▶ **WORK INSTRUCTION**:
Look through the records below, count the lines with the word "blue", and reply with only the number.

▶ **RECORDS SUPPLIED**:
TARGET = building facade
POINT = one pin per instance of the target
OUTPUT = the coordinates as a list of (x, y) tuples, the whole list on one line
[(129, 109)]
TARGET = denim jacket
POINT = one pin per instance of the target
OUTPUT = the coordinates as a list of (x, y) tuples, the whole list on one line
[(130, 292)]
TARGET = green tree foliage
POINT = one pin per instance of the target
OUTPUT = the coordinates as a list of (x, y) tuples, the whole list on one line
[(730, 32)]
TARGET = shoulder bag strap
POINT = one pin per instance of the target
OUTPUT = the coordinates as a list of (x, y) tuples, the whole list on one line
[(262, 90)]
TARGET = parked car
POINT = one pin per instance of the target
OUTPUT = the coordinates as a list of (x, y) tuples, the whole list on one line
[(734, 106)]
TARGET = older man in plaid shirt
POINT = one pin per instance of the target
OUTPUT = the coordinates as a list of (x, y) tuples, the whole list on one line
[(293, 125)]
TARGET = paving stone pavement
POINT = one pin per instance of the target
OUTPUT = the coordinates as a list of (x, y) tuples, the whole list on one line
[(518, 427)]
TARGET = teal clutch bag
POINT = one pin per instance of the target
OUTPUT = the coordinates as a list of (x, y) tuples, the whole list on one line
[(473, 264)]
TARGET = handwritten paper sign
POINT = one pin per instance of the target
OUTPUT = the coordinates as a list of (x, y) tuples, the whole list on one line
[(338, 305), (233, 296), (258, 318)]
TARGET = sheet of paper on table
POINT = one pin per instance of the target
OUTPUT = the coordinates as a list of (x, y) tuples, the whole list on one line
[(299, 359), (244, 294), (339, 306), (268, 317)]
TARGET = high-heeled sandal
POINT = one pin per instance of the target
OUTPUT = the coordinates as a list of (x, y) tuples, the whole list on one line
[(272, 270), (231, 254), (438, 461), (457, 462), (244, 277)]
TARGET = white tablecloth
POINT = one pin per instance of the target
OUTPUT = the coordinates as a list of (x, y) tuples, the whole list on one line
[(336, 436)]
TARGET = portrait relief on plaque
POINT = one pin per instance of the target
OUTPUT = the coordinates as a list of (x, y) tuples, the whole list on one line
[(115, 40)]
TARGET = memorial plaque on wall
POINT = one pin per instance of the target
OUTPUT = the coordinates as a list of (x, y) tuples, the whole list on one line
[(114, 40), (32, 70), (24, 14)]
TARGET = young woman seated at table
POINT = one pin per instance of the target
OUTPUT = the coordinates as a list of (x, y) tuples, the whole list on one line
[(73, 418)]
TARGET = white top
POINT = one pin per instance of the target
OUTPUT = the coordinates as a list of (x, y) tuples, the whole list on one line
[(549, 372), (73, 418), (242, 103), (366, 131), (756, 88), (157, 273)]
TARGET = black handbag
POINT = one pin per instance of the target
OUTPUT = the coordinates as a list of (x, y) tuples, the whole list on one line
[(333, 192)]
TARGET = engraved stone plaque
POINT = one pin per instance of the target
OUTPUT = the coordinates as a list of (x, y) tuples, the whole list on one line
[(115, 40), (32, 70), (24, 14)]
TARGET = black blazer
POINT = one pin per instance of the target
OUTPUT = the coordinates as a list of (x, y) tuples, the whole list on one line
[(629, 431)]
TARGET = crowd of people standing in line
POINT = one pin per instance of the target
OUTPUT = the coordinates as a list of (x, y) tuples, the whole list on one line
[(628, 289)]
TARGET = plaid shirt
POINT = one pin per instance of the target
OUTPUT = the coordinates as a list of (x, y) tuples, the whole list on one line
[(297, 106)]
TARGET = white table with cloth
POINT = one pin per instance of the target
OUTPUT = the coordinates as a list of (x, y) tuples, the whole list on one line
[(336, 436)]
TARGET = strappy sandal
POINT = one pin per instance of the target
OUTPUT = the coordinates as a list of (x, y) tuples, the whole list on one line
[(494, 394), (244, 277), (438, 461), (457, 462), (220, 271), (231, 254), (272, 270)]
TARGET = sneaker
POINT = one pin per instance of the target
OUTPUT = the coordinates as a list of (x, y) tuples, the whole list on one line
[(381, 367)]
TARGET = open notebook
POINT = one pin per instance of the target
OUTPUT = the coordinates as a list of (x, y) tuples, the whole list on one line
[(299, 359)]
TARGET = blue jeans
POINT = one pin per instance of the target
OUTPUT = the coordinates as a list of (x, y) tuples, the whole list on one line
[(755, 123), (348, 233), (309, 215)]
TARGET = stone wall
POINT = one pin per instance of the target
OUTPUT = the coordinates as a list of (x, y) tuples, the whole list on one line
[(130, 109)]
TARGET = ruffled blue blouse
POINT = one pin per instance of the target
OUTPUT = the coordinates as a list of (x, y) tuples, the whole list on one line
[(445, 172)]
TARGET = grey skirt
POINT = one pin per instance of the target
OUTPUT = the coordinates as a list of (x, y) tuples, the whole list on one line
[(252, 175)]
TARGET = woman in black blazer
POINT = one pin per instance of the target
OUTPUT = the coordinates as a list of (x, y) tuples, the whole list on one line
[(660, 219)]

▶ **EXERCISE SOLUTION**:
2